#### Excerpt provided:
+++

I used some of the butterfly fabrics to make an improv curve-pieced border (as the corner blocks have actually also been used for a workshop demo).


 As I like bed quilts to be soft, I did very little quilting, a couple of lines in the wings in matching threads...


... and overall loops with tiny stylised butterflies in white.


(Not sure you can actually see the quilting as everything is so bright and busy)

Monday, 14 October 2019

The Year Round

I didn't realise that I haven't yet posted anything about the quilt I made last February for our branch exhibition "Seasons in the Park". The reason I remembered about it is that I have recently taken out the quilt in question to put it on the wall for its seasonal stunt.


In one of the previous posts I showed the process of making the background for it, it's a mosaic of 1'' (finished) squares and the technique is described in my tutorial here (it's not my idea, it's a technique all around the internet). The fun of it was playing with the colours and creating a nice watercolour-like colour transition.

+++

#### Set exercise a:
Pull out every line of the records that contains the word "ceiling".
The text and the records have nothing to do with each other.

+++

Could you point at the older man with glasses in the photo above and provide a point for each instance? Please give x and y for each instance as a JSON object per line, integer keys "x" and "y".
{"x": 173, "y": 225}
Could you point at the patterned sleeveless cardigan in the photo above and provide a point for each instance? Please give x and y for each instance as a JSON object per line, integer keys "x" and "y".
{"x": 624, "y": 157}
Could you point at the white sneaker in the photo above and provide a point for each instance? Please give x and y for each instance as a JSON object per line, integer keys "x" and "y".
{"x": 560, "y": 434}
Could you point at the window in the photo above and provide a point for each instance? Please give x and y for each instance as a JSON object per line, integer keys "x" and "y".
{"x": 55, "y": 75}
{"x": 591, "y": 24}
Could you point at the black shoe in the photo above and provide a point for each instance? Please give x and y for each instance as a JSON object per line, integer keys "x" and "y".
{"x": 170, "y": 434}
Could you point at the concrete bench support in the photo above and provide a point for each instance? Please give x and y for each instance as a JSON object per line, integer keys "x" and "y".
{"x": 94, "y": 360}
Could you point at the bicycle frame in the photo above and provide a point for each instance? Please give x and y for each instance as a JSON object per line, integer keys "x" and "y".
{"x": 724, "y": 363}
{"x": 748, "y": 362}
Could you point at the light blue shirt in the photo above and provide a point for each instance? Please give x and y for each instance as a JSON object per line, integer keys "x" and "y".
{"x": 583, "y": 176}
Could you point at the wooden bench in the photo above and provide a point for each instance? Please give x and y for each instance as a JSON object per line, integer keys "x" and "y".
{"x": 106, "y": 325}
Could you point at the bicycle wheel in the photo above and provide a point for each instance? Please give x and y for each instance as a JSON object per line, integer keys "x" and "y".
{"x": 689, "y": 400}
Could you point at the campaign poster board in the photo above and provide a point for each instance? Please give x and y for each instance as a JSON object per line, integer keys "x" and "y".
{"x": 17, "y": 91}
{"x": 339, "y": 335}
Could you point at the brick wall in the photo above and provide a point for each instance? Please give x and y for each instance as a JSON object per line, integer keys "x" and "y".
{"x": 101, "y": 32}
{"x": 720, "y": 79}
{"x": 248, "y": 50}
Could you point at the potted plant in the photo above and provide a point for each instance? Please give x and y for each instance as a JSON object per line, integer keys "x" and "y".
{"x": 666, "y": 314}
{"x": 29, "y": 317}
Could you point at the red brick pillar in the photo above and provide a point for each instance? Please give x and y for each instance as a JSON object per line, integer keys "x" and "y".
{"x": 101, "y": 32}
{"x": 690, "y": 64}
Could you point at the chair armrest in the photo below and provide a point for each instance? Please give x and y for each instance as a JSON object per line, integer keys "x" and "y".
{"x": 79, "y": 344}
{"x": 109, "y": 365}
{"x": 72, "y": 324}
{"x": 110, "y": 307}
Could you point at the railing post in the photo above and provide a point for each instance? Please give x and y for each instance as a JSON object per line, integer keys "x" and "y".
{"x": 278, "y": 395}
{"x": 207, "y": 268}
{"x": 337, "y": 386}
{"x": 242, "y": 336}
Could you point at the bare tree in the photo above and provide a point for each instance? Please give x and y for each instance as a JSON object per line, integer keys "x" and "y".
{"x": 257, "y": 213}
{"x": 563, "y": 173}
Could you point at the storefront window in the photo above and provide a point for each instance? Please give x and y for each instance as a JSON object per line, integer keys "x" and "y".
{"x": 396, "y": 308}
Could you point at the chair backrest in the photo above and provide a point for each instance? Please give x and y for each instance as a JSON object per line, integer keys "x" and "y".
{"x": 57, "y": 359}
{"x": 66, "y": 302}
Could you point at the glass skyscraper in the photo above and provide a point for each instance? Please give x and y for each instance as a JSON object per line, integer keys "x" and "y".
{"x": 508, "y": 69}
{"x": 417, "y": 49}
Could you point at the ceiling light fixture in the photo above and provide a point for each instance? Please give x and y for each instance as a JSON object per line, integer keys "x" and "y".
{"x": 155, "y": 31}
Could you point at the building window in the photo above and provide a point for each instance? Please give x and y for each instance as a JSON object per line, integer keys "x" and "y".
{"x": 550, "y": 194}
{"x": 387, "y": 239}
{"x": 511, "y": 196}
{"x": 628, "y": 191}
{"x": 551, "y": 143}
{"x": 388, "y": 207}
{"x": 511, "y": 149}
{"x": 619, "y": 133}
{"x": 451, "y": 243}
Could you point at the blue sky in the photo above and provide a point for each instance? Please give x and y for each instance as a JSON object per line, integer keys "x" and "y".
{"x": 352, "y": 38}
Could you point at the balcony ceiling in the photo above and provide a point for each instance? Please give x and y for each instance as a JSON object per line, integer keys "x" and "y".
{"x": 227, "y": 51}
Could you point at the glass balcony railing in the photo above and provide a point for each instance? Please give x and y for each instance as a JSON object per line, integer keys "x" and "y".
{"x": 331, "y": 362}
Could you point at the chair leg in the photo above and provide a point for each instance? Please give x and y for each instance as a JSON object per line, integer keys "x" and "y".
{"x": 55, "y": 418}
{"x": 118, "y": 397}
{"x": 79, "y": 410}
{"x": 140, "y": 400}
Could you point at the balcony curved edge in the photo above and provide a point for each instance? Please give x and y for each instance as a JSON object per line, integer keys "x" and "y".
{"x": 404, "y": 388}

+++

#### Set exercise b:
Answer these questions from the quilting blog excerpt:
(i) What color were the tiny stylised butterflies in the overall loops?
(ii) What was the name of the branch exhibition?
(iii) What size were the squares in the background mosaic?

#### Complete output a:
Could you point at the ceiling light fixture in the photo above and provide a point for each instance? Please give x and y for each instance as a JSON object per line, integer keys "x" and "y".
Could you point at the balcony ceiling in the photo above and provide a point for each instance? Please give x and y for each instance as a JSON object per line, integer keys "x" and "y".

#### Complete output b:
(i) White.
(ii) "Seasons in the Park".
(iii) 1'' (finished).